## Task to complete
Retype, exactly and with nothing added, the lines from the one showing "collar in this photo." through the final line of the material. Omit pictures.
==== Materials provided ====
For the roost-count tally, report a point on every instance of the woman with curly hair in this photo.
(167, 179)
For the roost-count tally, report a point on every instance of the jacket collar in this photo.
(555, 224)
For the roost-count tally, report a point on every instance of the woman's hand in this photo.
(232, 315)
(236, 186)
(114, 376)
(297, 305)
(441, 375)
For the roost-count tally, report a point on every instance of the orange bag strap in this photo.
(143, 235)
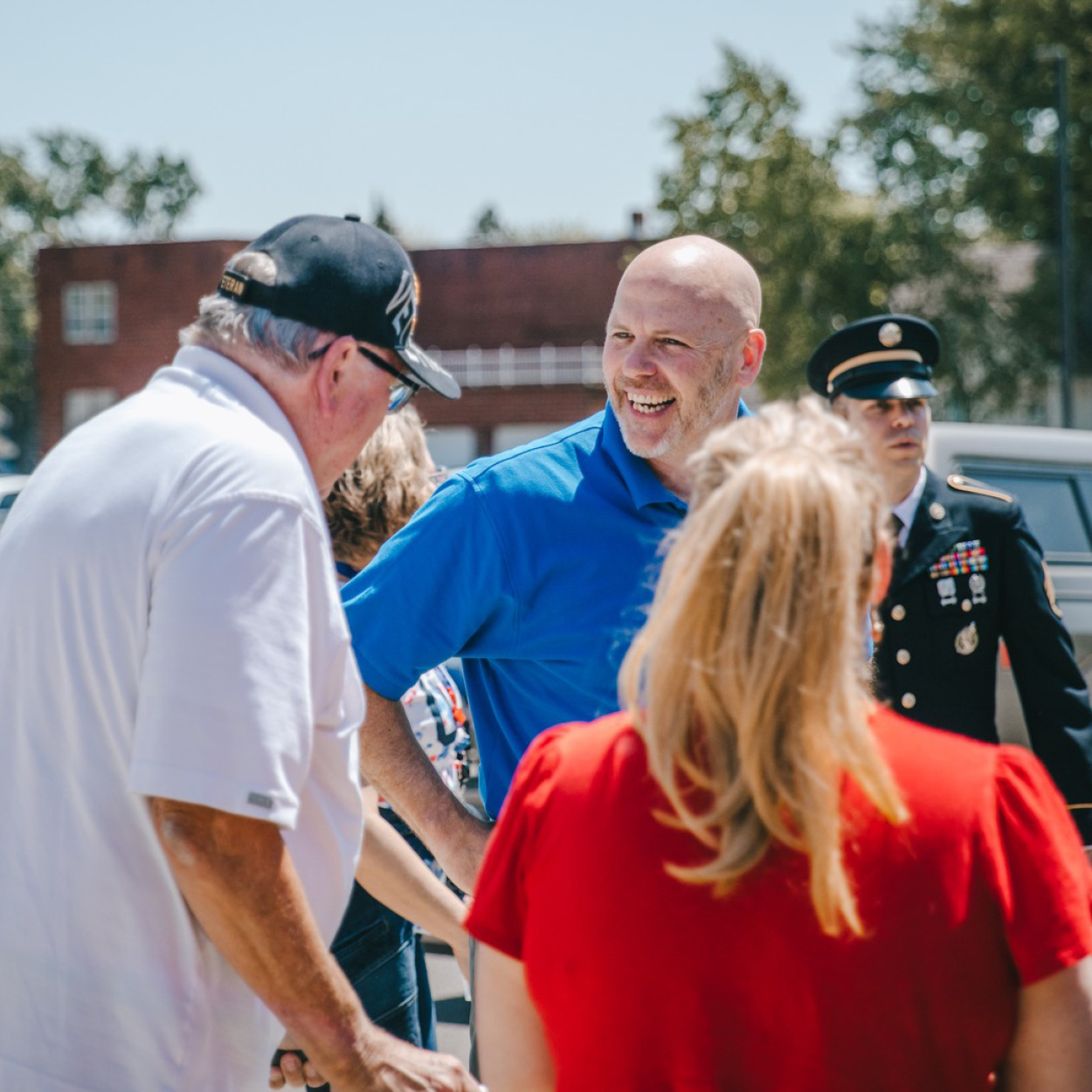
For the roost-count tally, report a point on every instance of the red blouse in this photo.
(646, 983)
====
## Task solution
For the roost-count tally, report a point on every instance of the jacket collar in this photo.
(555, 224)
For the roost-count tally, report a point on every instance of the woman's hand in this photo.
(232, 315)
(236, 186)
(114, 376)
(297, 305)
(441, 375)
For the roost-count tally, report a point on every instance of the orange bag strap in this photo.
(143, 235)
For the roost-count tally, report a point on every instance of the red blouse in this photo.
(646, 983)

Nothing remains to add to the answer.